= Given task 1 =
Give the records from their start through the line containing "[[[359,239],[360,186],[8,157],[0,239]]]", inclusive, as a Markdown table with the columns Row and Record line, leaving out blank lines.

Next, a plurality of external electrodes, for example, a first primary external electrode 151, a second primary external electrode 151-1, a first secondary external electrode 152, and a second secondary external electrode 152-1 may each cover a part of the surface of the second insulating portion 140 while being electrically connected with one end and the other end of the coil patterns, respectively. Further, the external electrodes may extend from the surface of the second insulating portion 140 to the upper surface of the electronic component 100.

Meanwhile, the coil patterns and the external electrodes may be formed by a photoresist technique.

That is, a photoresist layer (not illustrated) is formed on the surface of the first insulating portion 120 and a region in which the coil patterns and the external electrodes are formed on the photoresist layer is patterned and then subjected to processes such as plating, thereby forming the coil patterns and the external electrodes.

= Given task 2 =
Take the passage on coil patterns and external electrodes further from where it stops.

= Exercise inputs =
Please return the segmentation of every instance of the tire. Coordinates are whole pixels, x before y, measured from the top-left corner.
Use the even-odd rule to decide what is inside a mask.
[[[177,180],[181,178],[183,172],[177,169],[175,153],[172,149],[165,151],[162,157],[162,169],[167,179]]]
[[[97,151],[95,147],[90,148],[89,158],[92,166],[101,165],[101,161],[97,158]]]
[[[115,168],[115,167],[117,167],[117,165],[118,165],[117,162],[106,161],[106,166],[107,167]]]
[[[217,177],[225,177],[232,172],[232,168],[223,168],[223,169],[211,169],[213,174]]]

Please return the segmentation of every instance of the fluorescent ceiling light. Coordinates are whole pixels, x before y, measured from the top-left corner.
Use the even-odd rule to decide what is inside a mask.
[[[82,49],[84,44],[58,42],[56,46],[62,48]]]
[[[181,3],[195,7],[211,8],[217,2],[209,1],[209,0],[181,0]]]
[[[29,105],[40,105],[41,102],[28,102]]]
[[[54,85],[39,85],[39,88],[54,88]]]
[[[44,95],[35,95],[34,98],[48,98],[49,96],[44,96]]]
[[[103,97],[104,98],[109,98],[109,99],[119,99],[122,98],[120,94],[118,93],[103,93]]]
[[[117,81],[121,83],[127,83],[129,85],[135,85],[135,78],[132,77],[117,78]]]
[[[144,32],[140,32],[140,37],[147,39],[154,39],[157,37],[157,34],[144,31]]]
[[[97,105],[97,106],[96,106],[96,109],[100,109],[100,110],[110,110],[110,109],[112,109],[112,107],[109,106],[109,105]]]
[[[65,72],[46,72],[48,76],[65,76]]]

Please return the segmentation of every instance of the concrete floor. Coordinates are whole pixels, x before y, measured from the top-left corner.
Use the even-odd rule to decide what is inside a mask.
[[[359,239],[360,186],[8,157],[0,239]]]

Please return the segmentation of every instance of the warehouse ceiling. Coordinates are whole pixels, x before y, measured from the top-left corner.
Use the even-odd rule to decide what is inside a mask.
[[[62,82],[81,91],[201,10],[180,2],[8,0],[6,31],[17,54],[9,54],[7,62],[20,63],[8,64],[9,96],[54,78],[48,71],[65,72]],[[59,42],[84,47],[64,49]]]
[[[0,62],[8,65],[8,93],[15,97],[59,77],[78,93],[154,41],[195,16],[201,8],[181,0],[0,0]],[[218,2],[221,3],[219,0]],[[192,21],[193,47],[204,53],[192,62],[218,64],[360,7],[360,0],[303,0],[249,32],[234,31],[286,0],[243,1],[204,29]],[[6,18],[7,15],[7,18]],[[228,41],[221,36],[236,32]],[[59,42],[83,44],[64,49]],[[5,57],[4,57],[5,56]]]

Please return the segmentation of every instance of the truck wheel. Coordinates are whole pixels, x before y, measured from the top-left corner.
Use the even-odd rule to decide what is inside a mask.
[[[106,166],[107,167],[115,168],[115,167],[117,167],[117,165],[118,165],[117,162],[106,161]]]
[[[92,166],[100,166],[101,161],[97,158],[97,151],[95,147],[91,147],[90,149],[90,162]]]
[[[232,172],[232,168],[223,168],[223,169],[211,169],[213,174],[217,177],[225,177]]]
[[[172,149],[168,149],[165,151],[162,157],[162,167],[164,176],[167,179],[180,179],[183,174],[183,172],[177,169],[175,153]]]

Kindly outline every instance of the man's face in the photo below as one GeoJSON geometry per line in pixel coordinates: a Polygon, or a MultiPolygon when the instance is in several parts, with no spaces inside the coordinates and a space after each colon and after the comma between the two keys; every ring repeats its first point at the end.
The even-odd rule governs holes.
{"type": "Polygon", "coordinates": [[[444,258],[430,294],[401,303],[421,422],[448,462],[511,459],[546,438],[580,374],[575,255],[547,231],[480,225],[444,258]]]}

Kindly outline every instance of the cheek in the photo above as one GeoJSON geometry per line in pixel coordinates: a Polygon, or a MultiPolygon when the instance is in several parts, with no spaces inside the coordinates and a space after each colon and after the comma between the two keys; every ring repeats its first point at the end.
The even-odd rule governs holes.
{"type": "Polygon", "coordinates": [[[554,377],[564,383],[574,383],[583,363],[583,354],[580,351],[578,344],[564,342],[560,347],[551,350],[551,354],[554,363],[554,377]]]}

= Final result 1 =
| Row | Record line |
|---|---|
| 1 | Please return the segmentation of every instance of the tire. Coordinates are whole pixels, x before y, measured from the top-left corner. |
| 2 | Use the even-odd rule to decide what is inside a mask. |
| 3 | [[[177,180],[181,178],[183,172],[177,169],[175,153],[172,149],[165,151],[162,157],[162,169],[167,179]]] |
| 4 | [[[97,151],[95,147],[90,148],[89,158],[92,166],[101,165],[101,161],[97,158]]] |
| 5 | [[[115,168],[115,167],[117,167],[117,165],[118,165],[117,162],[106,161],[106,166],[107,167]]] |
| 6 | [[[217,177],[225,177],[232,172],[232,168],[223,168],[223,169],[211,169],[213,174]]] |
| 7 | Please return the segmentation of every instance of the fluorescent ceiling light. Coordinates are whole pixels, x before y, measured from the top-left corner. |
| 8 | Use the even-odd rule to decide what is inside a mask. |
| 9 | [[[82,49],[84,44],[58,42],[56,46],[62,48]]] |
| 10 | [[[181,3],[195,7],[211,8],[217,2],[209,1],[209,0],[181,0]]] |
| 11 | [[[29,105],[40,105],[41,102],[28,102]]] |
| 12 | [[[54,85],[39,85],[39,88],[54,88]]] |
| 13 | [[[44,95],[35,95],[34,98],[48,98],[49,96],[44,96]]] |
| 14 | [[[103,97],[104,98],[109,98],[109,99],[119,99],[122,98],[120,94],[118,93],[103,93]]] |
| 15 | [[[117,81],[121,83],[127,83],[129,85],[135,85],[135,78],[132,77],[117,78]]] |
| 16 | [[[144,32],[140,32],[140,37],[147,39],[154,39],[157,37],[157,34],[144,31]]] |
| 17 | [[[97,105],[97,106],[96,106],[96,109],[100,109],[100,110],[110,110],[110,109],[112,109],[112,107],[109,106],[109,105]]] |
| 18 | [[[65,72],[46,72],[48,76],[65,76]]] |
| 19 | Please return the segmentation of every instance of the concrete floor. Coordinates are whole pixels, x before y, measured from the top-left corner. |
| 20 | Use the even-odd rule to decide what is inside a mask. |
| 21 | [[[359,239],[360,186],[8,157],[0,239]]] |

= Final result 2 =
If necessary, a similar method may be performed even when the coil pattern is formed in a plurality of layers.

Further, the same method may be performed even in the process of forming an external electrode portion 150 on the surface of the second insulating portion 140.

Next, a ferrite block 160 is provided in a region between the external electrodes and a lower surface of the ferrite block 160 may contact the surface of the second insulating portion 140.

In this case, the ferrite block 160 may be formed by curing slurry that is prepared by mixing ferrite powders and a binder with a solvent.

In particular, the slurry may include the ferrite powders having a grain size of 0.5 to 1 μm of 2 to 15 times with respect to a solvent mass and the binder of 0.02 to 1 times with respect to a solvent mass.

That is, in the slurry, a composition ratio of the ferrite powders, the binder, and the solvent may be 10 to 15:0.1 to 1:1 to 5.

However, in the state in which the ferrite block 160 is manufactured using the slurry, the ratio of the solvent may be lower than in the slurry state. That is, in connection with the ferrite block 160, a weight ratio of the ferrite powders may be 90 wt % or more, such that the magnetic permeability of the electronic component 100 may be more improved.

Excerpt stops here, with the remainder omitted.